Texto de página –
= = = =
Pero también, tiene que estar la derecha democrática, la populista ya sabemos
que solo tiene una pareja de baile: la extrema derecha. Porque no se trata de
enfocarlo como la discusión tradicional entre modelos de derecha e izquierda.
Tiene que trascender esos límites, es decir, no está regañada la defensa de los
intereses de clase, con un modelo diferente de organización de la sociedad.
Nadie se atrevería hoy a negar la existencia del derecho a la sanidad o la
educación como un bien público. Otra cosa es que se discuta sobre diferentes
formas de gestión, pero siempre respetando su titularidad pública y universal.
Los únicos que se atreven a cuestionar ese derecho son los ultraliberales que
tienen como principio que cada uno tenga lo que se gane, y el que se queda
atrás es porque es un vago; o los diferentes fascismos que están surgiendo en
Europa y en el mundo, que ya de por sí son enemigos de la democracia.
No
es un secreto que el modelo de crecimiento permanente de la economía es incapaz
de impedir la desigualdad y la pobreza, además de revelarse como insostenible
para la supervivencia de la humanidad desde criterios ecológicos y
medioambientales. En el umbral de una nueva era, seguir con modelos de
desarrollo pertenecientes a la Revolución Industrial, solo conduce al desastre
social y medioambiental, como podemos constatar día a día. Además, las nuevas
tecnologías, que llevan años introduciéndose en los distintos sectores
productivos, solo están abocando a un desempleo creciente, que no se va a poder
eludir, tal como vienen advirtiendo numerosos estudios que nos avisan de un
futuro en el que no va a haber trabajo para todos, si seguimos persistiendo en
el modelo laboral actual. A lo que hay que añadir la crisis de ingresos de los
regímenes de Seguridad Social, al sustituir trabajadores/as que cotizan, por
máquinas que no lo hacen.
Por
tanto, la búsqueda de un nuevo sistema productivo que no solo atienda al
beneficio sin control del capital, solamente puede pasar por el reparto del
trabajo, no olvidemos que el salario es el mayor distribuidor de la riqueza que
existe, junto a un sistema fiscal equitativo, que responda a los nuevos retos
de la sociedad y el bienestar de la población en general. Y en este contexto,
la única manera de asegurar unos ingresos mínimos para toda la población que
mitiguen la desigualdad que puede provocar la pérdida de puestos de trabajo por
la mecanización laboral y romper con la brecha entre riqueza y pobreza que
ahora existe en la sociedad, es lo que se ha llamado en denominar: Renta Básica
Universal, para que nadie se quede descolgado de poder tener una vida digna.
Hay otros factores que contribuyen al progreso no desigual de hombres y
mujeres, entre otros la educación como ascensor social, la no discriminación
por razones de género, sexo, raza o cualquier otra causa, etc.
= = = =
Datos mostrados –
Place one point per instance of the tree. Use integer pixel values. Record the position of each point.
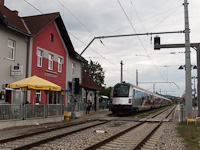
(95, 71)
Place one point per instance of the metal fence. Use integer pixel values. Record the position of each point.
(29, 111)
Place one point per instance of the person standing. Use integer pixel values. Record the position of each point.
(88, 106)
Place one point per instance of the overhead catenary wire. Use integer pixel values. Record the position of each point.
(141, 41)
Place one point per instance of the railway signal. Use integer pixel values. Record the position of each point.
(157, 43)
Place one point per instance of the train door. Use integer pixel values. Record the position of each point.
(8, 96)
(133, 98)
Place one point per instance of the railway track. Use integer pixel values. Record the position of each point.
(136, 136)
(30, 140)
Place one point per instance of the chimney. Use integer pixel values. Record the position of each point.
(2, 2)
(16, 12)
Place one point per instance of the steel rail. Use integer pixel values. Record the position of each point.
(146, 138)
(102, 143)
(2, 141)
(43, 141)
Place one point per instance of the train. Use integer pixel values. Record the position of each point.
(127, 99)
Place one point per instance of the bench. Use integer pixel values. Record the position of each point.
(192, 119)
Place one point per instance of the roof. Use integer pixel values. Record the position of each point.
(12, 20)
(88, 82)
(39, 22)
(33, 25)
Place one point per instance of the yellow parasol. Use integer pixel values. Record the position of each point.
(35, 83)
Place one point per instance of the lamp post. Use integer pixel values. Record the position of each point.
(167, 71)
(194, 89)
(24, 89)
(63, 95)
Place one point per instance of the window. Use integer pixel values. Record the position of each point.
(59, 64)
(73, 69)
(51, 37)
(38, 97)
(50, 62)
(11, 49)
(39, 58)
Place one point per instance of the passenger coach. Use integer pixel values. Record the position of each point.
(128, 98)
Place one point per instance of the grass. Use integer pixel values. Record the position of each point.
(191, 134)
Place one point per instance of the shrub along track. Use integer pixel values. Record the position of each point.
(27, 141)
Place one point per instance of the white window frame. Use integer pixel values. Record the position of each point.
(39, 57)
(60, 60)
(73, 69)
(11, 49)
(50, 66)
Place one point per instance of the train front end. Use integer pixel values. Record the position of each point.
(121, 99)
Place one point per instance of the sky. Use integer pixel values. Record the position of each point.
(86, 19)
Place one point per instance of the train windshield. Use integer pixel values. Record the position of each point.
(121, 90)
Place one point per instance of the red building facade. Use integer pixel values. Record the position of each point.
(49, 44)
(49, 54)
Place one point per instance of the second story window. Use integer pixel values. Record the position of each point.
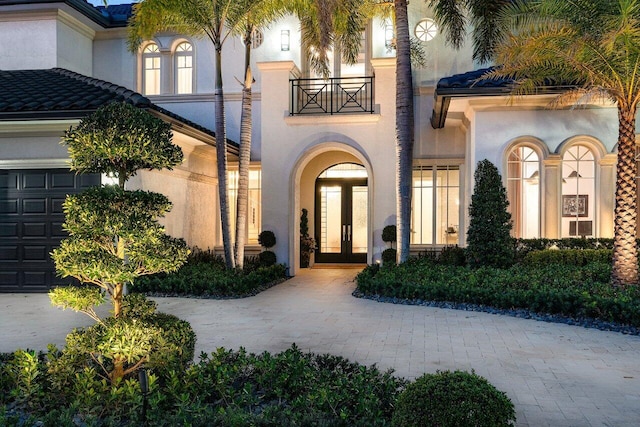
(184, 68)
(151, 69)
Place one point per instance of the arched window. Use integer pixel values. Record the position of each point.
(435, 205)
(183, 58)
(523, 191)
(151, 69)
(578, 192)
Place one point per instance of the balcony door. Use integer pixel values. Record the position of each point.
(341, 213)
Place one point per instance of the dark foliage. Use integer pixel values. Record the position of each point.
(389, 234)
(576, 291)
(227, 388)
(389, 257)
(267, 239)
(267, 258)
(205, 275)
(452, 399)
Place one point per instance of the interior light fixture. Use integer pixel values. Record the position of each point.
(388, 36)
(284, 40)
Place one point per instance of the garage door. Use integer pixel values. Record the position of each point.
(31, 220)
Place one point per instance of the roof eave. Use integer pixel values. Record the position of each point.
(443, 96)
(232, 147)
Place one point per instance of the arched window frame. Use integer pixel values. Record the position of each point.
(583, 212)
(151, 61)
(524, 180)
(183, 67)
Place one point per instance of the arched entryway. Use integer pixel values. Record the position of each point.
(331, 181)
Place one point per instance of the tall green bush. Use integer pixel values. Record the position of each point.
(115, 237)
(114, 233)
(489, 239)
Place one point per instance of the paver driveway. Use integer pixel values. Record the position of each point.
(556, 375)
= = = =
Problema breve 1 – Según el texto sobre la Renta Básica Universal, ¿cuál es el mayor distribuidor de la riqueza que existe?
Problema breve 2 – Prosigue el texto sobre la Renta Básica Universal desde el punto en que termina.

Respuesta 1 – El salario.

Respuesta 2 –
A
simple vista, un ingreso garantizado para toda la población puede parecer
insostenible para los Estados si evaluamos este con criterios actuales, en
donde lo público está cada vez más amenazado por los intereses privados, con el
consentimiento de los gobiernos, que se han descolgado de la obligación moral
de contribuir al desarrollo no desigual de la sociedad. Pero si introducimos en
el debate un nuevo modelo de relaciones sociales, en donde el criterio
principal sea el bienestar de la ciudadanía, la quiebra de las desigualdades y
la sostenibilidad del planeta, estaremos apostando por un futuro menos incierto
y negro para la mayoría de la población, y aquí entraría en juego la Renta
Básica Universal.
En
contra de todas las informaciones interesadas; los análisis pagados por los
grupos de presión económicos; la defensa a ultranza del ultraliberalismo
capitalista, como pareja de baile del sálvese quien pueda; los mensajes
apocalípticos dirigidos a inocular el miedo a los cambios en la población; y
las falsedades, mentiras y engaños que se lanzan desde el establishment del
poder actual, una renta básica universal es posible, no solo ya desde criterios
morales, sino como impulsora del desarrollo económico, a pesar de las cifras
mareantes de aumento de gasto que se ponen encima de la mesa, en donde no se
cita el ahorro que supondría en subvenciones y ayudas; ni el aumento de la
recaudación fiscal, solo en impuestos indirectos; ni el crecimiento de la
actividad económica al haber más población con capacidad de gasto y ahorro, lo
que supondría más empresas, más empleo y más consumo, siempre que este sea sostenible
y no derrochador de recursos. El argumento de que generaría vagos es un
discurso obsoleto e interesado para criminalizar el estado de bienestar.
El
derecho a una vida digna alejada de la pobreza, ya sea desde el punto de vista
individual, que permita planificar la vida con perspectiva de futuro, ya sea
colectiva al preservar la sostenibilidad del planeta y la igualdad, alejada de
políticas de un crecimiento económico insostenible, que solo beneficia a unos
pocos, debería ser el objetivo de una sociedad enferma, que languidece en un
tiempo de cambios rápidos que están haciendo tambalear todos los principios que
han servido hasta la actualidad, y el principal fin de la democracia. Y aquí la
Renta Básica Universal tendría que ser el pilar donde se apoyan todos los demás
factores de los que hemos hablado en este artículo. Como todo en esta vida, es
posible si se quiere hacer. No hay nada inmutable, porque la humanidad no lo
es, a pesar de que muchos se crean invulnerables e indestructibles, porque lo que
hace el hombre (entiéndase este en su aceptación genérico), el hombre lo puede
deshacer, cambiar, modificar y mejorar.